==== Given entries

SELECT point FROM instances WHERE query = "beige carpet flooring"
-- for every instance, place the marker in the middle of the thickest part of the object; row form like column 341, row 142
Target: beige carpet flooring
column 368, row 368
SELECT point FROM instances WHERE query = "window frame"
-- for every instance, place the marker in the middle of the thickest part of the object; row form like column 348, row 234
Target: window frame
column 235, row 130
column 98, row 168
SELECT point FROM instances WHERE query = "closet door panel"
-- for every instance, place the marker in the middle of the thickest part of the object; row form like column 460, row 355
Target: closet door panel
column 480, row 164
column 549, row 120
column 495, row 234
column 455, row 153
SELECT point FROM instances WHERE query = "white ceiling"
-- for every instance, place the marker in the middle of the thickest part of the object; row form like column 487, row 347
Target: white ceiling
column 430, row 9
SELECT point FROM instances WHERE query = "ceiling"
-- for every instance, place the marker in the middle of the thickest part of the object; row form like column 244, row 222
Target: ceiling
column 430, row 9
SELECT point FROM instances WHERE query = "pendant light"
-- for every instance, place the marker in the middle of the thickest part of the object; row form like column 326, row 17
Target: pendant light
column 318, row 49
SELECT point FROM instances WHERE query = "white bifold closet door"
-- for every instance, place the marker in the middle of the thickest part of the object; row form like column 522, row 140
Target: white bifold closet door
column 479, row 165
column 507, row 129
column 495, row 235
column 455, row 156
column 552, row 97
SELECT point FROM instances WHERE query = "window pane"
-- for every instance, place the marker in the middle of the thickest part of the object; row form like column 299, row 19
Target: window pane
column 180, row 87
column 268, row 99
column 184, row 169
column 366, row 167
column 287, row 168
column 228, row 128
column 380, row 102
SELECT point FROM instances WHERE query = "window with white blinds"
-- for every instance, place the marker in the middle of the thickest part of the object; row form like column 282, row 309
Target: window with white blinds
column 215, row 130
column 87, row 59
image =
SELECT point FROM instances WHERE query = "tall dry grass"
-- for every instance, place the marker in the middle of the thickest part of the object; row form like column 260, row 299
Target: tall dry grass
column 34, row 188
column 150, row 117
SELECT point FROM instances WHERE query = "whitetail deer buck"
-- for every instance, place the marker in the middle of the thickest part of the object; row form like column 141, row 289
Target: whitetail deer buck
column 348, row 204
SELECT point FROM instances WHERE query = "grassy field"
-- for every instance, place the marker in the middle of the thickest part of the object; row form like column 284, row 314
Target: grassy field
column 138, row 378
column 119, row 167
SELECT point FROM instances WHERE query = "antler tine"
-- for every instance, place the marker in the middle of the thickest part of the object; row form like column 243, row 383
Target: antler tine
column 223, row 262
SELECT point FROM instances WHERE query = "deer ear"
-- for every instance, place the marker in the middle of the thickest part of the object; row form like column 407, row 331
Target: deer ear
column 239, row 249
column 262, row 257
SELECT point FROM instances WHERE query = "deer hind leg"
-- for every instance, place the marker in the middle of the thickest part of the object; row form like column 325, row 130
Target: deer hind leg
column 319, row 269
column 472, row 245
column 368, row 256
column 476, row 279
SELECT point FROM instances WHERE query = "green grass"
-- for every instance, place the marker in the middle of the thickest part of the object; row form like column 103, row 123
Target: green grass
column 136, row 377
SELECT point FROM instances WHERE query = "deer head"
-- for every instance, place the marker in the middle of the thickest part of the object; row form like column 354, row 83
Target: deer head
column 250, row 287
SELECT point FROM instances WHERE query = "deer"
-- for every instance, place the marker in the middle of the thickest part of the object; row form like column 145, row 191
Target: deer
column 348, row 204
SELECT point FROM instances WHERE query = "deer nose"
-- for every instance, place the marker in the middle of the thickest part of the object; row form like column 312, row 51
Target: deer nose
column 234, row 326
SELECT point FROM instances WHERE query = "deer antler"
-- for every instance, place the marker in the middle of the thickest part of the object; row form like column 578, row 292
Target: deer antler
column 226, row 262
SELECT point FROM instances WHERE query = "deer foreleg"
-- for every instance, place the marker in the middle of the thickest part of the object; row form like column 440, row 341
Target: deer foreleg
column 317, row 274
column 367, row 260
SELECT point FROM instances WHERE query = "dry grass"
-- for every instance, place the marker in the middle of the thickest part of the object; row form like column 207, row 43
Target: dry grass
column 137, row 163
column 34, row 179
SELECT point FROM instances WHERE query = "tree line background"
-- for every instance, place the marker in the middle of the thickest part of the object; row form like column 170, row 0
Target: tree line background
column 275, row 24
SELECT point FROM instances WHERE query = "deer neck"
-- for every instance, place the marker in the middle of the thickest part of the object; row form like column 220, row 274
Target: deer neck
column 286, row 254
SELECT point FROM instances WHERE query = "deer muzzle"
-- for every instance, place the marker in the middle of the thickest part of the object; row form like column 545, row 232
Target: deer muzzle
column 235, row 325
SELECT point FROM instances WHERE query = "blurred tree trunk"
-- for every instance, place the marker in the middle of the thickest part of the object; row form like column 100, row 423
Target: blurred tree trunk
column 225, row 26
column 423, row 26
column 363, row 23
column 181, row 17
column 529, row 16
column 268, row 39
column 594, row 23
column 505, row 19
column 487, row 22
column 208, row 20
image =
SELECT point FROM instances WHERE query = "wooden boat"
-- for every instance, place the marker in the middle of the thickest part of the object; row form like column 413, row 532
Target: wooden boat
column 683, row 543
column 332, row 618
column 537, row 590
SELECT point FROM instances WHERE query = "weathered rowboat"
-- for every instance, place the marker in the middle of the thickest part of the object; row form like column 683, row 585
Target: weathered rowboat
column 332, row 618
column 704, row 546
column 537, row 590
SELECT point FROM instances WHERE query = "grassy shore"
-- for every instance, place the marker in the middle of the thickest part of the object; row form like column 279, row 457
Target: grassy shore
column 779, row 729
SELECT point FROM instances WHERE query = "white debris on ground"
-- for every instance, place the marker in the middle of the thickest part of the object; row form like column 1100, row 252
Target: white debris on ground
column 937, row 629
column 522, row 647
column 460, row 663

========

> **Aim of the exercise**
The data are to be transcribed in full, exactly as given.

> **Problem solution**
SELECT point FROM instances WHERE query = "beige carpet flooring"
-- for every instance, place the marker in the middle of the thickest part of the object; row form like column 341, row 142
Target: beige carpet flooring
column 368, row 368
SELECT point FROM instances WHERE query = "window frame"
-- for every instance, place the marker in the middle of the thickest part of the object; row form like column 348, row 234
Target: window frame
column 235, row 130
column 98, row 168
SELECT point FROM instances WHERE query = "closet door panel"
-- for every instance, place the marker in the middle of the thickest part of the object; row form like column 460, row 355
Target: closet door panel
column 480, row 164
column 549, row 120
column 495, row 234
column 455, row 153
SELECT point FROM instances WHERE query = "white ceiling"
-- for every instance, place the marker in the middle of the thickest part of the object; row form like column 487, row 347
Target: white ceiling
column 430, row 9
SELECT point FROM instances WHERE query = "ceiling"
-- for every instance, place the marker in the middle of the thickest part of the object; row form like column 244, row 222
Target: ceiling
column 430, row 9
SELECT point FROM instances WHERE query = "pendant light"
-- for every instance, place the marker in the middle of the thickest part of the object; row form like column 326, row 17
Target: pendant light
column 318, row 49
SELECT point FROM instances WHERE query = "white bifold closet door"
-- for every instance, place the marker in the middle of the thickest part of the object; row form like column 522, row 140
Target: white bifold closet door
column 479, row 165
column 507, row 129
column 495, row 235
column 455, row 156
column 552, row 97
SELECT point FROM instances WHERE query = "window pane"
-- for every instance, place the marker in the middle of the thickest part of the object; row form like column 299, row 19
Target: window pane
column 180, row 87
column 268, row 99
column 184, row 169
column 366, row 167
column 287, row 168
column 228, row 128
column 380, row 102
SELECT point FROM instances WHERE query = "window with white blinds"
-- for every instance, place the marker in the middle of the thickest part of the object; row form like column 282, row 309
Target: window with white blinds
column 215, row 130
column 87, row 59
image =
SELECT point FROM instances WHERE query = "tall dry grass"
-- for every instance, place the marker in the middle of the thickest part of the object; row form like column 260, row 299
Target: tall dry grass
column 34, row 188
column 150, row 117
SELECT point FROM instances WHERE query = "whitetail deer buck"
-- for every instance, place the marker in the middle of the thickest part of the object; row form like column 141, row 289
Target: whitetail deer buck
column 348, row 204
SELECT point FROM instances WHERE query = "grassy field"
-- for every instance, place the marker in the middle of the thickest part of the object; row form like column 284, row 314
Target: grassy field
column 138, row 378
column 119, row 167
SELECT point FROM instances WHERE query = "antler tine"
-- for every instance, place the marker in the middle of the thickest part of the object; row form like column 243, row 383
Target: antler tine
column 223, row 262
SELECT point FROM instances WHERE query = "deer ear"
-- for every instance, place the marker in the middle of the thickest part of the object; row form like column 407, row 331
Target: deer ear
column 239, row 249
column 262, row 257
SELECT point FROM instances WHERE query = "deer hind leg"
-- for every instance, place the marker in the middle of the thickest part of the object; row form like column 325, row 130
Target: deer hind leg
column 319, row 269
column 472, row 245
column 368, row 256
column 476, row 279
SELECT point FROM instances WHERE query = "green grass"
-- for every instance, place the marker in the middle of the thickest part of the object; row form like column 103, row 123
Target: green grass
column 136, row 377
SELECT point FROM instances WHERE query = "deer head"
-- for every instance, place the marker in the middle of the thickest part of the object; row form like column 354, row 83
Target: deer head
column 250, row 287
SELECT point FROM instances WHERE query = "deer"
-- for every instance, place the marker in the middle of the thickest part of the object; row form like column 145, row 191
Target: deer
column 348, row 204
SELECT point FROM instances WHERE query = "deer nose"
-- for every instance, place the marker in the middle of the thickest part of the object; row form like column 312, row 51
Target: deer nose
column 234, row 326
SELECT point FROM instances WHERE query = "deer antler"
-- for every instance, place the marker in the middle of the thickest part of the object; row form like column 578, row 292
Target: deer antler
column 226, row 262
SELECT point FROM instances WHERE query = "deer foreleg"
-- for every instance, place the marker in the middle of the thickest part of the object; row form like column 440, row 341
Target: deer foreleg
column 317, row 274
column 367, row 260
SELECT point FROM instances WHERE query = "dry grass"
-- for every instance, place the marker in the middle of the thickest part of the object; row form like column 207, row 43
Target: dry grass
column 137, row 163
column 34, row 179
SELECT point FROM instances WHERE query = "tree line background"
-- for every instance, place the marker in the middle of the thickest part of the object; row form like column 170, row 0
Target: tree line background
column 275, row 24
SELECT point FROM instances WHERE query = "deer neck"
-- for every instance, place the marker in the middle of the thickest part of the object; row form like column 220, row 274
Target: deer neck
column 286, row 254
SELECT point FROM instances WHERE query = "deer muzzle"
-- for every instance, place the marker in the middle of the thickest part of the object; row form like column 545, row 232
Target: deer muzzle
column 235, row 325
SELECT point FROM instances WHERE query = "blurred tree trunk"
-- for every instance, place the marker in the middle of the thickest part of the object; row form like column 100, row 423
Target: blurred tree trunk
column 225, row 26
column 423, row 26
column 363, row 23
column 181, row 17
column 529, row 16
column 268, row 39
column 594, row 23
column 505, row 19
column 487, row 22
column 208, row 20
image =
SELECT point FROM instances WHERE query = "wooden boat"
-- for every instance, place the marker in the middle of the thickest part of the object; row form like column 413, row 532
Target: wooden boat
column 683, row 543
column 332, row 618
column 537, row 590
SELECT point FROM instances WHERE query = "weathered rowboat"
-- for every instance, place the marker in the middle of the thickest part of the object; row form like column 683, row 585
Target: weathered rowboat
column 332, row 618
column 704, row 546
column 537, row 590
SELECT point FROM instances WHERE query = "grassy shore"
-- for every instance, place the marker in the middle of the thickest part of the object; row form like column 279, row 457
Target: grassy shore
column 779, row 729
SELECT point FROM instances WHERE query = "white debris on ground"
-- for every instance, place the marker in the middle of the thickest part of the object; row form like column 1100, row 252
Target: white debris on ground
column 937, row 629
column 522, row 647
column 460, row 663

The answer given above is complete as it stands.